(Stored entries)
○ ○ ○ ○ ○ ○ ○

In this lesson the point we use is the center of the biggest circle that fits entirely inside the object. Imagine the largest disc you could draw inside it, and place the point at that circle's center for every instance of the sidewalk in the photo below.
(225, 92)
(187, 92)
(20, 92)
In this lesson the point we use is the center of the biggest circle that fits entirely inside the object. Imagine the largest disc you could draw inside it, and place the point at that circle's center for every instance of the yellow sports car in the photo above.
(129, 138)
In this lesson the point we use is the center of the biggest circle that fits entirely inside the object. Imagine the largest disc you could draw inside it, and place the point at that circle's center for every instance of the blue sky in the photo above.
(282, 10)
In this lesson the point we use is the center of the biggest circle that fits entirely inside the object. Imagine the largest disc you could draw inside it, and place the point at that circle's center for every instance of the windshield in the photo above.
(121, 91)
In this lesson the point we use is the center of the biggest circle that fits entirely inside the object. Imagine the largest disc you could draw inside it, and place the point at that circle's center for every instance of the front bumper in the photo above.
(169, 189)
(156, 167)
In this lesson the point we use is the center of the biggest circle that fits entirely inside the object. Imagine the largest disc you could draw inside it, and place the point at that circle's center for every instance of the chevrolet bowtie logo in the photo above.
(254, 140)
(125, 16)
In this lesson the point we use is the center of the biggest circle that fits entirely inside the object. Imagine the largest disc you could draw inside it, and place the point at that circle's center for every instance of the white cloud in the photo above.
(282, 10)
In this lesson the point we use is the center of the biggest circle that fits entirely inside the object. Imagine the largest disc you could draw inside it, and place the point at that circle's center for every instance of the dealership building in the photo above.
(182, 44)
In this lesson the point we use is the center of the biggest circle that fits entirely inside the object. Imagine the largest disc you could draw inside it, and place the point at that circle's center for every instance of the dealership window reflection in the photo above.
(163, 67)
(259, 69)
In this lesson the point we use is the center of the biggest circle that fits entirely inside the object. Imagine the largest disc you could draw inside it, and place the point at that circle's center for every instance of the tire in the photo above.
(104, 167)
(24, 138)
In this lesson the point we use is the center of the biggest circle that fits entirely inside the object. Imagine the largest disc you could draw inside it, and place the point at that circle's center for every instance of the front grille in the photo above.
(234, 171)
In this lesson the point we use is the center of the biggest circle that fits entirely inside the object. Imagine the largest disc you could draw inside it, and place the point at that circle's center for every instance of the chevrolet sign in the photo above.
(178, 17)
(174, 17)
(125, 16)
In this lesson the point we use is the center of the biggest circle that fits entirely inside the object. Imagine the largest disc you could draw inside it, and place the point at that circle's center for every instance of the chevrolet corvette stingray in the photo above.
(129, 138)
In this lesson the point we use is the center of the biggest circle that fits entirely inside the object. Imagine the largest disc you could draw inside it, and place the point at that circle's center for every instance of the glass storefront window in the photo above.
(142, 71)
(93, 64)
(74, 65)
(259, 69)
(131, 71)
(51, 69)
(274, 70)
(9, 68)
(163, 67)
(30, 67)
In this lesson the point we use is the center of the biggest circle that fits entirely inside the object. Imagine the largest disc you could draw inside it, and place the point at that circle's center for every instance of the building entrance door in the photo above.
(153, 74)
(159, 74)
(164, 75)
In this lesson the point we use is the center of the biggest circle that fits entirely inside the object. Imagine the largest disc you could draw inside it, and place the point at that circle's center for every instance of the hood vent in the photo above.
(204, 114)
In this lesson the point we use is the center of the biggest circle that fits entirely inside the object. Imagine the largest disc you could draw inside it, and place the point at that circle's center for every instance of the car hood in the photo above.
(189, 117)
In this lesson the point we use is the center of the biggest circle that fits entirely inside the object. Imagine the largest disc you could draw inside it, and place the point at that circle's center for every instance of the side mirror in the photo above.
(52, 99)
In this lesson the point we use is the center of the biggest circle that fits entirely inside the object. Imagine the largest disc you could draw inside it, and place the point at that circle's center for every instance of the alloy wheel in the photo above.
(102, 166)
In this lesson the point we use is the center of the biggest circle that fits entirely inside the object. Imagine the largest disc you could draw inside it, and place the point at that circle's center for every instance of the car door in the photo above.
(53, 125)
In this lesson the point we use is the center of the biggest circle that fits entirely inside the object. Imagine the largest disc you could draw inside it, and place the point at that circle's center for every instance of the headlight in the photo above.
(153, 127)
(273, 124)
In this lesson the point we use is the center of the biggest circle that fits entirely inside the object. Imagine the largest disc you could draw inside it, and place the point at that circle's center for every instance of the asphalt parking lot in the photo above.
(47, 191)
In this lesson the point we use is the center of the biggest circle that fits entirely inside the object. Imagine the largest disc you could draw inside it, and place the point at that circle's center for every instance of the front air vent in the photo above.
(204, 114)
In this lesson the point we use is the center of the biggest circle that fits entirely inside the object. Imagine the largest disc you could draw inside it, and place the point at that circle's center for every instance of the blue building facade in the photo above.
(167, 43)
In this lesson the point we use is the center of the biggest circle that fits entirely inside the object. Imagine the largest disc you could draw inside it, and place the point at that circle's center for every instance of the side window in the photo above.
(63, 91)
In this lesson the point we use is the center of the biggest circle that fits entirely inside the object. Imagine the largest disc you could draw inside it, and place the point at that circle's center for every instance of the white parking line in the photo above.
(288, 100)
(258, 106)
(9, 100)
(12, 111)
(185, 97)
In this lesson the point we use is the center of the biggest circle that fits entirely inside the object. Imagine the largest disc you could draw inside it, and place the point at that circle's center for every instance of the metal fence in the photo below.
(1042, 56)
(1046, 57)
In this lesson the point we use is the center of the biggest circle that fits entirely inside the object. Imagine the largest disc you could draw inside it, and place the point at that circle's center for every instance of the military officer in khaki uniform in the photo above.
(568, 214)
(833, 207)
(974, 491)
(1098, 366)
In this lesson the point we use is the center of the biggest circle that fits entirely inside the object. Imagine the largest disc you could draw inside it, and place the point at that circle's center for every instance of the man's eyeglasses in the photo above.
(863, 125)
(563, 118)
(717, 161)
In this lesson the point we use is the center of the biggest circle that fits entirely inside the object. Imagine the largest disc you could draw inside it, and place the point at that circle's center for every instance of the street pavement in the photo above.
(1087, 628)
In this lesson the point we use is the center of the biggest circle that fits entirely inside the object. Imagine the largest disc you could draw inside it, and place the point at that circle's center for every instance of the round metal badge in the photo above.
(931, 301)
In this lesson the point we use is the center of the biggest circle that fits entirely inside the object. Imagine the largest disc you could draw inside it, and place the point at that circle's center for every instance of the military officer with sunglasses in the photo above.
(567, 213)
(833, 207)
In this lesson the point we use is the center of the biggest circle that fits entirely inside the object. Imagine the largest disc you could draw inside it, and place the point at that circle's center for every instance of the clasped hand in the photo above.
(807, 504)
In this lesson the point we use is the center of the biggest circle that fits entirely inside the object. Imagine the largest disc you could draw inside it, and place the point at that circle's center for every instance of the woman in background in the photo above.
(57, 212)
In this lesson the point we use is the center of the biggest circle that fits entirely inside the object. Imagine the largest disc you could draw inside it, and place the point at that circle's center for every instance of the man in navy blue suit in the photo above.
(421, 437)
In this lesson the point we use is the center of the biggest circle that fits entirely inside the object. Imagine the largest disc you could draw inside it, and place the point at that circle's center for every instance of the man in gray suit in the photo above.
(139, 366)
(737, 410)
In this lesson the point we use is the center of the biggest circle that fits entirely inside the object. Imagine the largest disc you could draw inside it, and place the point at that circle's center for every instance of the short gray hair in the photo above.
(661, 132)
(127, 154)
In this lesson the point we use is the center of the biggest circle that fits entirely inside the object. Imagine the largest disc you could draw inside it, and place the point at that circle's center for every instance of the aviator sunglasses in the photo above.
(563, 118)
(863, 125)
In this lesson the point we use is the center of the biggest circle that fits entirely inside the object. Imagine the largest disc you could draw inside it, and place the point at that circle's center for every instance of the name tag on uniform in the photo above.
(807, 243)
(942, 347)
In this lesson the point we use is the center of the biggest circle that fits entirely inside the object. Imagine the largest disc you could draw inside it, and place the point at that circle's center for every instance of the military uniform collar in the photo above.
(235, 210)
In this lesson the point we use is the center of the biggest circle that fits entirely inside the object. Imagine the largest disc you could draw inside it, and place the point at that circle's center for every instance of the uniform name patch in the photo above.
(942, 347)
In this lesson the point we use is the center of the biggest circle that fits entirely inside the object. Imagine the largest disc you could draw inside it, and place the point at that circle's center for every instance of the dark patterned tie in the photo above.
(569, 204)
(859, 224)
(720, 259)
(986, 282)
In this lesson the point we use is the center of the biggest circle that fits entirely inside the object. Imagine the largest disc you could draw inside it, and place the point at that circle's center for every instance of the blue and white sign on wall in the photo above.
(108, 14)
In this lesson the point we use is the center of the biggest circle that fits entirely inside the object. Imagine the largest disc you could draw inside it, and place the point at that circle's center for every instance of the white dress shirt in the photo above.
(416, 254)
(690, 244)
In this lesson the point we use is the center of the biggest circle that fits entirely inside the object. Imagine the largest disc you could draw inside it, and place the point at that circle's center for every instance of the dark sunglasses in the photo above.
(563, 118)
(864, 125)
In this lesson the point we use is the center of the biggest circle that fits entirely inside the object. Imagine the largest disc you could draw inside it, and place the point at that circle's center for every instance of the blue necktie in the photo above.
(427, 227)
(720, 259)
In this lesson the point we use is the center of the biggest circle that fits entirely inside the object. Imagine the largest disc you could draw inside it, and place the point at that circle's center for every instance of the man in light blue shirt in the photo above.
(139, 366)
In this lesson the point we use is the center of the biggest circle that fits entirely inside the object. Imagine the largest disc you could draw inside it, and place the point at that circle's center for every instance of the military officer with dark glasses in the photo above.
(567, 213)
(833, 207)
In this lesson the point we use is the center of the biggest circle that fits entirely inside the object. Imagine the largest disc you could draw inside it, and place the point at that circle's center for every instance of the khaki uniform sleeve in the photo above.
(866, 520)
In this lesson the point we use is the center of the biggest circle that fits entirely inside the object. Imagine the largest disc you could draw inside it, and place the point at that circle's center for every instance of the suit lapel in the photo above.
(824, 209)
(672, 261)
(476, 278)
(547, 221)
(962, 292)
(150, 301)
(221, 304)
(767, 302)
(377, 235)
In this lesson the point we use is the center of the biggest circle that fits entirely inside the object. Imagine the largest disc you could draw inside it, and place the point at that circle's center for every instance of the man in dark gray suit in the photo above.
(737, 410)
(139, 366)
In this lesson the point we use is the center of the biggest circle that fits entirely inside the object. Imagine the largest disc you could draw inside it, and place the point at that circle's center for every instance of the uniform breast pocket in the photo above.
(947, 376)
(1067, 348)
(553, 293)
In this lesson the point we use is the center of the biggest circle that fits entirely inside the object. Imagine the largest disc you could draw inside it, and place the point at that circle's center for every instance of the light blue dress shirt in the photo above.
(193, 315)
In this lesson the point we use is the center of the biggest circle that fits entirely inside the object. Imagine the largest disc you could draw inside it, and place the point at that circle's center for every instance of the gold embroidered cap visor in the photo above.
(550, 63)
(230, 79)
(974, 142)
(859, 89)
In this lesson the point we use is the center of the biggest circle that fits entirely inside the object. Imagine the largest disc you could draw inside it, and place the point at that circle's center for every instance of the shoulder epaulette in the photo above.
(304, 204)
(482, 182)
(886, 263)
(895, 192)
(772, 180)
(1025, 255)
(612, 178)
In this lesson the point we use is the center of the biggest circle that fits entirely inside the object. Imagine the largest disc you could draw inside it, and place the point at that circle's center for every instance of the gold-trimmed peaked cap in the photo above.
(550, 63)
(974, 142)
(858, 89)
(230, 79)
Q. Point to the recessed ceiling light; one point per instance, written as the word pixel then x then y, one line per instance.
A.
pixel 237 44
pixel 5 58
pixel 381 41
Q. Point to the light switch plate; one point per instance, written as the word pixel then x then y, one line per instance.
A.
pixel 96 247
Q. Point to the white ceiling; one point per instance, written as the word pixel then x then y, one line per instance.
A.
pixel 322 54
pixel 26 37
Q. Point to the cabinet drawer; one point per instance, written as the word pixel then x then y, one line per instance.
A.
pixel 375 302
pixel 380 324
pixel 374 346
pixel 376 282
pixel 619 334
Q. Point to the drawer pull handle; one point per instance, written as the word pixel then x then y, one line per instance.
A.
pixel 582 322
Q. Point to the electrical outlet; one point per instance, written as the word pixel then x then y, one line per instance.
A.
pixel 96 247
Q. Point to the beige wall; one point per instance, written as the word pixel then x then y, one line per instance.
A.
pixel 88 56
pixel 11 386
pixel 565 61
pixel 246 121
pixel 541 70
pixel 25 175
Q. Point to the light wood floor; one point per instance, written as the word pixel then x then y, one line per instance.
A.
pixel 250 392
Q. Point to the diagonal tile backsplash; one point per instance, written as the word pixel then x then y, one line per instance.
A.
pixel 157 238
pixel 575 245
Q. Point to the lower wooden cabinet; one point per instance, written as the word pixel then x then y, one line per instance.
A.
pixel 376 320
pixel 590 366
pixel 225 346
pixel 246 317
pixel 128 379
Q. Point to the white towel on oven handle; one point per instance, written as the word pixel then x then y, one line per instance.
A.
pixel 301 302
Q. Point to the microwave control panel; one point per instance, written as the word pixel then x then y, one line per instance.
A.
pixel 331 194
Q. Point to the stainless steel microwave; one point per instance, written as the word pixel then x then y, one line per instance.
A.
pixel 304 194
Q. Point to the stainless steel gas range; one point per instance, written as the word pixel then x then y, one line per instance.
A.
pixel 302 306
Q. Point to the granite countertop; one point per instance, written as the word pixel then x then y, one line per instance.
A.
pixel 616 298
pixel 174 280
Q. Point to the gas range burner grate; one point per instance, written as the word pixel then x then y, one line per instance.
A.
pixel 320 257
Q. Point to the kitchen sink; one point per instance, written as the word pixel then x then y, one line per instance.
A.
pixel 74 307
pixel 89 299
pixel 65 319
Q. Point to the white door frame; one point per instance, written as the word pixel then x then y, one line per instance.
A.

○ ○ ○ ○ ○ ○ ○

_Problem statement_
For each line in the records that holds "steel", show that line as it stands.

_Result of this task_
Q. Point to the stainless steel microwave; one point per instance, written as the word pixel then x then y, one line per instance.
Q. Point to the stainless steel gas range; one point per instance, written as the word pixel then x then y, one line per instance.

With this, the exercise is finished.